According to the article on the Chicago Marathon, what was the previous marathon temperature record, and in what year was it set?
##### PASSAGE SHOWN #####
A heart condition, not record-setting heat, killed a man during an unusually hot and humid Chicago Marathon.
Chad Schieber, 35, collapsed well into Sunday's race, leading to speculation his death was related to the 31-degree (88 Fahrenheit) temperatures that forced organizers to announce they were halting the race. Several other people collapsed, and at least two remained in critical condition Monday.
The medical examiner's office said Schieber had mitral valve prolapse and did not die from the heat, according to the Cook County Medical Examiner's office.
The condition is a "common heart disorder" in which the valve between the "heart's left upper chamber and lower left chamber does not close properly," according to MayoClinic.com. It is in most cases harmless, the sometimes requires treatment, the Web site says.
Schieber, police officer from the state of Michigan, was pronounced dead shortly before 1 p.m. at a Veteran's Affairs hospital, according to the medical examiner's office.
"It sounds like he lost his pulse very fast and died on the race course," George Chiampas, the race's medical director, said at a news conference. Chiampas said witnesses reported seeing Schieber collapse and become unresponsive.
At least 49 people were taken to hospitals, while another 250 were treated onsite, many for heat-related ailments. About 10,000 of the 45,000 registered runners never even showed for the race, while another 10,934 started but didn't finish, officials said.
Within two hours of the 8 a.m. start time, temperatures already had reached a race-record of 31 degrees (88 F). The previous marathon record of 29 degrees (84 F) was set in 1979. The high heat index prompted organizers to stop the race at 11:30 a.m., about 3 1/2 hours into the run.
##### DATA PROVIDED #####
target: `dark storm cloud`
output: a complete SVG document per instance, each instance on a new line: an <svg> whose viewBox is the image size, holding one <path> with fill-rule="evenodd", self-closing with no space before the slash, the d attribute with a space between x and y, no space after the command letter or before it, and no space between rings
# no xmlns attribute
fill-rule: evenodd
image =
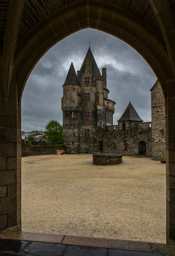
<svg viewBox="0 0 175 256"><path fill-rule="evenodd" d="M62 86L71 62L79 70L90 48L101 71L107 69L109 98L116 102L114 124L131 101L140 117L151 120L150 92L156 78L132 48L107 34L85 29L52 47L39 61L28 78L22 101L22 129L44 129L52 119L62 124Z"/></svg>

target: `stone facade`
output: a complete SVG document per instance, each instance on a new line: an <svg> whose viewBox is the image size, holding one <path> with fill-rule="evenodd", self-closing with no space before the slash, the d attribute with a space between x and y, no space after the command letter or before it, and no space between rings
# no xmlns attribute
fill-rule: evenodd
<svg viewBox="0 0 175 256"><path fill-rule="evenodd" d="M28 156L37 156L44 154L56 154L57 150L65 149L63 145L52 145L43 143L43 145L22 144L22 155L27 154Z"/></svg>
<svg viewBox="0 0 175 256"><path fill-rule="evenodd" d="M152 157L166 160L166 105L159 81L151 89L152 100Z"/></svg>
<svg viewBox="0 0 175 256"><path fill-rule="evenodd" d="M152 157L151 128L120 131L117 129L118 126L114 127L114 130L111 129L111 131L101 132L98 136L98 140L103 142L103 152ZM99 151L101 150L98 148Z"/></svg>
<svg viewBox="0 0 175 256"><path fill-rule="evenodd" d="M106 69L102 76L90 49L76 74L71 63L62 98L63 141L69 154L93 153L96 137L106 123L113 124L115 102L108 99Z"/></svg>

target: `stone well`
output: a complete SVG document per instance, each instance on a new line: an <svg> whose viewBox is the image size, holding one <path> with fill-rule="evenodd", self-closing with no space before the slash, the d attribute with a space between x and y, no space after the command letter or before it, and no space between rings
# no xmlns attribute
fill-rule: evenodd
<svg viewBox="0 0 175 256"><path fill-rule="evenodd" d="M122 154L101 153L93 154L93 164L96 165L113 165L122 163Z"/></svg>

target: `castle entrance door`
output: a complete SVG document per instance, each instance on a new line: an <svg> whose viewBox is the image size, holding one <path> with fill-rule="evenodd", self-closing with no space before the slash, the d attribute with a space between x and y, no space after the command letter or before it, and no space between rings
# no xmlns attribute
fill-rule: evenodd
<svg viewBox="0 0 175 256"><path fill-rule="evenodd" d="M99 140L98 142L98 150L99 150L99 152L101 153L102 153L104 151L104 145L103 145L102 140Z"/></svg>
<svg viewBox="0 0 175 256"><path fill-rule="evenodd" d="M146 143L144 141L139 143L139 155L145 155L146 154Z"/></svg>

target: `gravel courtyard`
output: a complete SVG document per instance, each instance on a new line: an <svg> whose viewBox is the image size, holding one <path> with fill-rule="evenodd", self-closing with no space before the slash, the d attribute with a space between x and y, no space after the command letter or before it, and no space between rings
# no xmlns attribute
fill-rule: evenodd
<svg viewBox="0 0 175 256"><path fill-rule="evenodd" d="M92 154L23 157L23 231L166 243L166 165L92 162Z"/></svg>

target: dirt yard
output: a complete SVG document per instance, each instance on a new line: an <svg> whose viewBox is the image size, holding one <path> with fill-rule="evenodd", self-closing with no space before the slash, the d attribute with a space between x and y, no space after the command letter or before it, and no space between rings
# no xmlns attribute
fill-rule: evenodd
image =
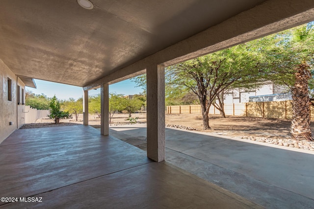
<svg viewBox="0 0 314 209"><path fill-rule="evenodd" d="M132 117L138 117L138 122L146 123L145 114L132 114ZM115 114L111 119L111 125L129 124L125 120L128 114ZM239 136L249 135L261 137L289 138L291 121L289 120L267 119L260 117L228 116L222 118L217 115L209 117L209 125L211 130L202 130L203 122L200 114L166 115L166 124L184 126L196 129L199 131L222 134L224 135ZM82 124L82 115L78 121L75 118L61 119L60 126ZM90 115L88 123L91 125L100 125L100 118L96 115ZM22 128L39 128L55 126L53 120L48 118L38 119L35 123L25 124ZM314 126L313 126L314 129Z"/></svg>

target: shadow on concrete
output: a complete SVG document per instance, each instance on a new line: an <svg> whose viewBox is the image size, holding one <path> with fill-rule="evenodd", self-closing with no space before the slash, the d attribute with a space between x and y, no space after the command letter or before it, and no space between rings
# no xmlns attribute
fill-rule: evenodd
<svg viewBox="0 0 314 209"><path fill-rule="evenodd" d="M132 144L146 132L121 126L109 133ZM170 128L166 147L166 162L267 208L314 205L314 155Z"/></svg>

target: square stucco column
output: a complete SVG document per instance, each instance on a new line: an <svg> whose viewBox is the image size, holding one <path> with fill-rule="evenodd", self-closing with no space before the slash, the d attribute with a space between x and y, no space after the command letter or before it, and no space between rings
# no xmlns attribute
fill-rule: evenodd
<svg viewBox="0 0 314 209"><path fill-rule="evenodd" d="M88 125L88 91L83 91L83 124Z"/></svg>
<svg viewBox="0 0 314 209"><path fill-rule="evenodd" d="M146 68L147 88L147 157L165 160L165 70L156 65Z"/></svg>
<svg viewBox="0 0 314 209"><path fill-rule="evenodd" d="M101 124L100 132L102 135L109 135L109 85L102 84L101 94Z"/></svg>

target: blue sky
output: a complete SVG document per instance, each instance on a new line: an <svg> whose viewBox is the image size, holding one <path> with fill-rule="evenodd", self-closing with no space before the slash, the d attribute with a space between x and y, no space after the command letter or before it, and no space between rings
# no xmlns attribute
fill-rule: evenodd
<svg viewBox="0 0 314 209"><path fill-rule="evenodd" d="M62 84L58 83L34 79L37 89L26 87L26 91L30 91L35 94L44 94L49 97L52 97L54 94L59 99L68 99L74 98L76 99L81 97L83 89L75 86ZM130 79L116 83L109 86L109 92L124 95L134 94L143 92L141 88L135 87L135 83ZM100 88L96 90L90 90L89 95L100 93Z"/></svg>

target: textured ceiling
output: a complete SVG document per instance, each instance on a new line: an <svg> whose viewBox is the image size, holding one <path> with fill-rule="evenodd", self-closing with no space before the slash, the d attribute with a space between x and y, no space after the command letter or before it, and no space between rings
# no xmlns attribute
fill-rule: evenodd
<svg viewBox="0 0 314 209"><path fill-rule="evenodd" d="M2 0L0 59L16 75L84 86L263 0Z"/></svg>

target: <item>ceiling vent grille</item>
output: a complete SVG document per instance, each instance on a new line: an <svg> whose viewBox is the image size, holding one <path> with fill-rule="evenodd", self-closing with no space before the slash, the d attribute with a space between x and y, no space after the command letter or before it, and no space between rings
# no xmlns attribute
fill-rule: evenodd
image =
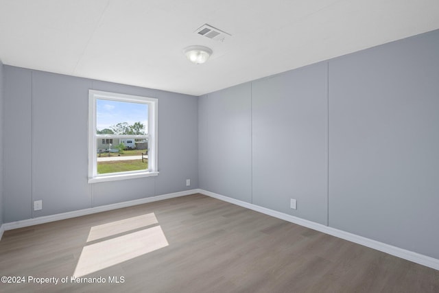
<svg viewBox="0 0 439 293"><path fill-rule="evenodd" d="M221 30L213 27L211 25L204 23L196 31L196 34L200 36L205 36L211 40L219 40L224 42L226 38L232 36L230 34L227 34L226 32L223 32Z"/></svg>

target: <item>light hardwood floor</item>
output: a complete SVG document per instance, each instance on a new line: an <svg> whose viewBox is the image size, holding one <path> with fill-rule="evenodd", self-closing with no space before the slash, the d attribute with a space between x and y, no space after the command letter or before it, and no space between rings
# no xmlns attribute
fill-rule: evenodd
<svg viewBox="0 0 439 293"><path fill-rule="evenodd" d="M5 231L0 271L26 281L2 292L439 292L438 270L201 194Z"/></svg>

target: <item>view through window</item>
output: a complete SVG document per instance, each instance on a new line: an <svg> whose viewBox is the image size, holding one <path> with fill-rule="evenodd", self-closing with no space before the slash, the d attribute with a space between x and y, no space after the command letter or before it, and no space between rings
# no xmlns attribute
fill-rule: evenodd
<svg viewBox="0 0 439 293"><path fill-rule="evenodd" d="M89 178L156 171L151 143L155 145L156 99L96 91L91 91L90 99L94 153L89 154Z"/></svg>

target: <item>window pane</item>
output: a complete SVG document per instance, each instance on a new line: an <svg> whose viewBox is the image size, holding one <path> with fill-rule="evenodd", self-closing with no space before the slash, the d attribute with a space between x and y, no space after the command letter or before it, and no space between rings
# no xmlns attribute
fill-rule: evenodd
<svg viewBox="0 0 439 293"><path fill-rule="evenodd" d="M147 134L148 105L96 99L96 134Z"/></svg>
<svg viewBox="0 0 439 293"><path fill-rule="evenodd" d="M96 165L97 174L108 174L148 169L147 140L129 139L134 142L134 148L128 148L121 143L124 139L109 139L113 143L102 143L97 139Z"/></svg>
#####
• [RESPONSE BOX]
The previous record was 29 degrees (84 F), set in 1979.